● PAGE EXCERPT:
Ajay Raju Profile: The Big Raju

Every once in a while, a person comes along whose dreams are so bold, whose style is so outrageous, whose entire being is so un-Philadelphian, that he’s bound to change our city just by putting his mind to it. Is Ajay Raju one of those people?

“I use a lot of metaphors,” Raju explains, now in his office. “Because I’m not a native speaker, I supplement by using metaphors to further explain.” He tells a story from his early legal career in which he flew to Florida on behalf of a client and faced down a table full of opposing lawyers whose delays were pushing the company toward bankruptcy. “Accept the cadaver now,” he told his adversaries, “or sift through the maggots later.” Then he got up from the table and caught a flight home. He swears it’s a true story and that the other side blinked. As proof, he points to a bust of a horse’s head on his office windowsill, a gift from the happy client in that deal that references the famous scene in The Godfather.

Dashing out of the Temple conference as soon as he finished talking, Raju had bundled into his Porsche Panamera Turbo and made a beeline to the City Avenue studios of 6 ABC to tape an episode of that Sunday’s Inside Story. He’s had a seat at the current- events roundtable regularly for nine years, initially invited, he says, to be “the dark-skinned Republican.” As he’s aged, his views have drifted consistently toward the center.

After the show, he chatted with host Monica Malpass, who wanted extra insight, not about that day’s main topic, the proposed Gas Works sale, but about the new wine cellar he was installing in his Society Hill home. Then it was back to the office, where he organized an impromptu lunch at the Union League with some members of his legal team. More special-order salmon and salad, and a chance to compliment his co-workers (and himself) on the fact that in their first month at Dilworth Paxson, they brought in nearly $2 million in revenue. As we walked back to his office, an older black man who recognized Raju from TV stopped him on 15th Street. “All the guys like you who think they can solve the world’s problems appear on Sunday morning,” he said.

Raju thanked him and kept walking. “That was elegant,” he said. “I like it when they insult you and make it seem like a compliment.”

When Raju joined Reed Smith as a partner in 2004, most of his experience and expertise was in commercial real estate, telecommunications law and India. Spurred by his younger brother, who used a Fulbright scholarship to return to India and study the liberalization of its economy, Raju founded the Global Indian Chamber of Commerce in 1999 to serve as a sort of nonprofit investment bank, advising on the burgeoning business opportunities on the subcontinent. He almost never set foot in a courtroom, and really didn’t like to call himself a lawyer. In fact, one reason he drew the attention of Reed Smith was that he didn’t charge by the hour — a very un-lawyerly thing.

During a short stint with Morgan Lewis & Bockius, Raju developed a working team, many of them non-lawyers, that he organized by adapting logistical practices borrowed from Walmart, UPS, hospitals, and the quality-based management theory called Six Sigma, which was all the rage at the time. By designing a workflow that allowed high-priced attorneys to get involved only when important decisions were required, he was able to charge a fixed fee, betting that efficiency would make the flat-rate billing profitable. “If a skyscraper can be built with a budget,” Raju has said repeatedly, “why can’t you tell a client what their legal work will cost? Law has always seemed to me like a conspiracy against the laity.” He wasn’t alone or first in introducing the so-called “alternative billing” model, and it’s gained increasing acceptance in recent years.

“I just happen to work in a profession where judgment, relationships and strategy intersect,” he says now. “We could do law. We could be a PR firm, private equity, lobbying — whatever.” Beyond his practice at Dilworth, he has interests in a number of companies, including a business-process outsourcing firm in India called Indigo Global, which was run for a time by his younger brother, Vijay, who is also a lawyer. His other businesses are just about the only thing he declined to talk about on the record.

(Stored data entries)
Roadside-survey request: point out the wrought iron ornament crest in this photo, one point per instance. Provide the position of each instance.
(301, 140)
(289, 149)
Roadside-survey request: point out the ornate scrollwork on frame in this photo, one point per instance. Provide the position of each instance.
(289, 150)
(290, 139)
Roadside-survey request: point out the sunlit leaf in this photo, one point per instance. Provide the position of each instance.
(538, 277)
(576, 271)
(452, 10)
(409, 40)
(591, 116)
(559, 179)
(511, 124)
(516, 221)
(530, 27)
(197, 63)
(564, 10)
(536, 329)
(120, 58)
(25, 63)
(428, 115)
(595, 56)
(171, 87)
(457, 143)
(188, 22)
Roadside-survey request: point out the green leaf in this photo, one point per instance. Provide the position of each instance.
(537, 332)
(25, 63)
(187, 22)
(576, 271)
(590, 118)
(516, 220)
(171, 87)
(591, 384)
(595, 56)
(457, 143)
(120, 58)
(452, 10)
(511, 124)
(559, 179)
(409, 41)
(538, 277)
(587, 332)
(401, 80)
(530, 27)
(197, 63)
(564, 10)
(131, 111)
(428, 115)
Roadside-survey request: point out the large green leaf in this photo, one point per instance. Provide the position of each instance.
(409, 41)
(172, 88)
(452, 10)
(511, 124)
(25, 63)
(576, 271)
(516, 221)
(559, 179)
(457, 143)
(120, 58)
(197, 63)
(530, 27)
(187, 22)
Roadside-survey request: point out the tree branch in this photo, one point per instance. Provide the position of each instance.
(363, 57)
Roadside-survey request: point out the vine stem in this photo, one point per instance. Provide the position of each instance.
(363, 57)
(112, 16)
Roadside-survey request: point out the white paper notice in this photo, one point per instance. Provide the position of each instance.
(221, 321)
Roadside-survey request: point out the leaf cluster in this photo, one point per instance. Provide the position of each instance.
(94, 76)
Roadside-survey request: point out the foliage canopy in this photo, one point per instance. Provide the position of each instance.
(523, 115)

● WHAT YOU WILL DO:
Please rewrite the part of the Ajay Raju profile starting at "When Raju joined" and ending at "very un-lawyerly thing.", putting "energy law" in place of "telecommunications law".

● TASK SOLUTION:
When Raju joined Reed Smith as a partner in 2004, most of his experience and expertise was in commercial real estate, energy law and India. Spurred by his younger brother, who used a Fulbright scholarship to return to India and study the liberalization of its economy, Raju founded the Global Indian Chamber of Commerce in 1999 to serve as a sort of nonprofit investment bank, advising on the burgeoning business opportunities on the subcontinent. He almost never set foot in a courtroom, and really didn’t like to call himself a lawyer. In fact, one reason he drew the attention of Reed Smith was that he didn’t charge by the hour — a very un-lawyerly thing.